= DIRECTION =
Show each line of the data that contains the word "left", copied in full, and treat capital and small letters as different.

= RECORDS SHOWN =
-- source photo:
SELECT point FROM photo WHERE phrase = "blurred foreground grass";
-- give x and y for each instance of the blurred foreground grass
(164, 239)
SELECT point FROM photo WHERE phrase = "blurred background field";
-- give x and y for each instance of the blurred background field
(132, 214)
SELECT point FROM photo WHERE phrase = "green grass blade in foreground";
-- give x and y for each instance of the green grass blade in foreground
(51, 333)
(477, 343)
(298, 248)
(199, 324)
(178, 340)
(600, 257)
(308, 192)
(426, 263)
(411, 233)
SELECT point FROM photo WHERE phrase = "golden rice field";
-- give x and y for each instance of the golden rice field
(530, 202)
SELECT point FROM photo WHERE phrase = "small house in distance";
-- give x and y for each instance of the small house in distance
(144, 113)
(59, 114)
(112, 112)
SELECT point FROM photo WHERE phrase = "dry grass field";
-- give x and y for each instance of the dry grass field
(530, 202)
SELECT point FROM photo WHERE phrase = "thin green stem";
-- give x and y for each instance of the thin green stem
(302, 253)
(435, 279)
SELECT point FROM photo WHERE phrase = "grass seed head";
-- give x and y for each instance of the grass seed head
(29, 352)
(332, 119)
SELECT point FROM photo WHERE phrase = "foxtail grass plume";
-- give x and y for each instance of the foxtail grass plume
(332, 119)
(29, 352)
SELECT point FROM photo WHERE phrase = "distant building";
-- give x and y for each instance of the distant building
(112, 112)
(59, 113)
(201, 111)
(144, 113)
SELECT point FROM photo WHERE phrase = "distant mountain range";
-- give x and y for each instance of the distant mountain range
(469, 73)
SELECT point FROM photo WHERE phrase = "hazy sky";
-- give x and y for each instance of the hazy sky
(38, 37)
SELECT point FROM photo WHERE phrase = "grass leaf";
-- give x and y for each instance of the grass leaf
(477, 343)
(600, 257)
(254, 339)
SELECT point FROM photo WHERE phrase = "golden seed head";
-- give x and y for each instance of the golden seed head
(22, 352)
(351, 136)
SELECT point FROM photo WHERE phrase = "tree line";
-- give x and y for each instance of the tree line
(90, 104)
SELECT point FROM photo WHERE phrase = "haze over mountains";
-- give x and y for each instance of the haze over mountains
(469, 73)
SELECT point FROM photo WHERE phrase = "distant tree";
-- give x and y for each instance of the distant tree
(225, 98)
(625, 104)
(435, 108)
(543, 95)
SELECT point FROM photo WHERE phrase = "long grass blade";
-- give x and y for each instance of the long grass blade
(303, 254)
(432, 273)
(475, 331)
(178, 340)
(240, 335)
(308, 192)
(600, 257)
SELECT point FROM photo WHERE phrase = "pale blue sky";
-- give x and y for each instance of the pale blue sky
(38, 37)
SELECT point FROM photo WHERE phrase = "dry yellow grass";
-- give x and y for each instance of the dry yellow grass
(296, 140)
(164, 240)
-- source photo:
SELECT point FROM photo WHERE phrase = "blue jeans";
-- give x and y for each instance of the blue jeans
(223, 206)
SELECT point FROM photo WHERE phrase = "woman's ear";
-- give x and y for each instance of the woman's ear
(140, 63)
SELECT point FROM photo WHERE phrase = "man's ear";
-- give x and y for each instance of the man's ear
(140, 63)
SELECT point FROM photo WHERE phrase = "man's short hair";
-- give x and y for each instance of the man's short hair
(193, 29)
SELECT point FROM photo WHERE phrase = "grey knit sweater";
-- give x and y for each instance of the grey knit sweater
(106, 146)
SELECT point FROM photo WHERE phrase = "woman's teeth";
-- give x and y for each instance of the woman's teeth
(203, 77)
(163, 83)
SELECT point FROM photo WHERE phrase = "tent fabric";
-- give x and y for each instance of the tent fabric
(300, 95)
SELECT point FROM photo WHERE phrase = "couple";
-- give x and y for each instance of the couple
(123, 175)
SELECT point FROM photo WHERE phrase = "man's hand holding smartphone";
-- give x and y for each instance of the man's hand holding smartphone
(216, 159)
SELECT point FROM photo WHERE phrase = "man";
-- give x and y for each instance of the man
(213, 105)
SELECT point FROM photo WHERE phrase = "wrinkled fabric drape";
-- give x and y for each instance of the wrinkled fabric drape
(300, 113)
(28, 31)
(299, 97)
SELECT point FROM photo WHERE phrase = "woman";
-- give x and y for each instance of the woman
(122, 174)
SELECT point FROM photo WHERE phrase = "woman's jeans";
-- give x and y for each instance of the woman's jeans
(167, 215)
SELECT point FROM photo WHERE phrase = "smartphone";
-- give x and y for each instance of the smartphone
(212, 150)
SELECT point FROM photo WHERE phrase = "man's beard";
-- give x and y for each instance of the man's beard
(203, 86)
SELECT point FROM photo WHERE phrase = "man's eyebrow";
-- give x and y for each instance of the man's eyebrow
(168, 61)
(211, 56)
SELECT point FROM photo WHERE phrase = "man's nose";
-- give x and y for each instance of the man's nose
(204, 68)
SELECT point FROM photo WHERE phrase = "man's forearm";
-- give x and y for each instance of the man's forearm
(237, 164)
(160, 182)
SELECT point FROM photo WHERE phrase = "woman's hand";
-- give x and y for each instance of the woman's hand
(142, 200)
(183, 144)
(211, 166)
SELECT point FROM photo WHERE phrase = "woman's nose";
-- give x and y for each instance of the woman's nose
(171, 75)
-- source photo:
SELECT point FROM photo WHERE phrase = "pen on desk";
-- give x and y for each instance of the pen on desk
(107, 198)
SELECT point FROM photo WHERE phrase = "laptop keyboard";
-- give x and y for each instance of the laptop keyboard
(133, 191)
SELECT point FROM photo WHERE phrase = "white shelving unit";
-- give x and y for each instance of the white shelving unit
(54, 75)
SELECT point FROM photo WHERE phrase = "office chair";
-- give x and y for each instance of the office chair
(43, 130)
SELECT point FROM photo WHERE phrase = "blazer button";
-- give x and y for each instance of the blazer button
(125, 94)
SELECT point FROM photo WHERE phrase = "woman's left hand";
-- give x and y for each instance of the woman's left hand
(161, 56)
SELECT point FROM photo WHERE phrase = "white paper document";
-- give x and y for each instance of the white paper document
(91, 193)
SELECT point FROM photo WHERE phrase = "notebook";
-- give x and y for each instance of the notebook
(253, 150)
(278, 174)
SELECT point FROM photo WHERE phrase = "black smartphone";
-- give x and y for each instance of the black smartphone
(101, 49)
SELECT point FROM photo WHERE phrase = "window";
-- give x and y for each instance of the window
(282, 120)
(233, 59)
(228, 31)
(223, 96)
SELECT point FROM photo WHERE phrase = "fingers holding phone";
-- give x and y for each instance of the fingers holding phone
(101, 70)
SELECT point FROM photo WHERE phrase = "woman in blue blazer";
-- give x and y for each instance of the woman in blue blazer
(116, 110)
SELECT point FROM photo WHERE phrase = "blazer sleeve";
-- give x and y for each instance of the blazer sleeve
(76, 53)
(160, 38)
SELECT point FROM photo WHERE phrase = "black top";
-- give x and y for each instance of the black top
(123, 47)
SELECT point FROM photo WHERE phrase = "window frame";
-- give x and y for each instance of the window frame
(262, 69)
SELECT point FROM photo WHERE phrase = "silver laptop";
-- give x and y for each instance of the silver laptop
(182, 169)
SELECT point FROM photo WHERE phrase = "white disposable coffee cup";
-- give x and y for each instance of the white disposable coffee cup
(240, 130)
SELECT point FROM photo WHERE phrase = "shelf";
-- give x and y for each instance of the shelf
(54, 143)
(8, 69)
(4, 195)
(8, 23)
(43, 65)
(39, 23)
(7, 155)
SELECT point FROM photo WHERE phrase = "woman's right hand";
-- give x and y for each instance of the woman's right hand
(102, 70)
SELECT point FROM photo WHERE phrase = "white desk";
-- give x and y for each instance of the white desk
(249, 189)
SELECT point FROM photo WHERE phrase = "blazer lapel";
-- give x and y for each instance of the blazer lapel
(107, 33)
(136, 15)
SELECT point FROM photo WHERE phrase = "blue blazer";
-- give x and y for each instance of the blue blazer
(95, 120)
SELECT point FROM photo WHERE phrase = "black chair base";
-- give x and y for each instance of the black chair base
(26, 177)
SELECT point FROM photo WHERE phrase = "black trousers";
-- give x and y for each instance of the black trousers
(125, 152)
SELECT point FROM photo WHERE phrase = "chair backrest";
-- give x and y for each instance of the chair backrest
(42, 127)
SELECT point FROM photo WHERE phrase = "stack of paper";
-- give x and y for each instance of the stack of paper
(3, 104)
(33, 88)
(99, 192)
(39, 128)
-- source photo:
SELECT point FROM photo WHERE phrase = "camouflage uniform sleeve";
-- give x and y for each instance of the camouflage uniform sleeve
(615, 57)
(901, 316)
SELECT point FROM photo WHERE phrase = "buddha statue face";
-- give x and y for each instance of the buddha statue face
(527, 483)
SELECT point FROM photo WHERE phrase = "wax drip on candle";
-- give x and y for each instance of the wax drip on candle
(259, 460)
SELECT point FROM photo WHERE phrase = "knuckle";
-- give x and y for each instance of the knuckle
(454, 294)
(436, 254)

= SOLVED PROBLEM =
SELECT point FROM photo WHERE phrase = "woman's left hand";
-- give x and y for each instance of the woman's left hand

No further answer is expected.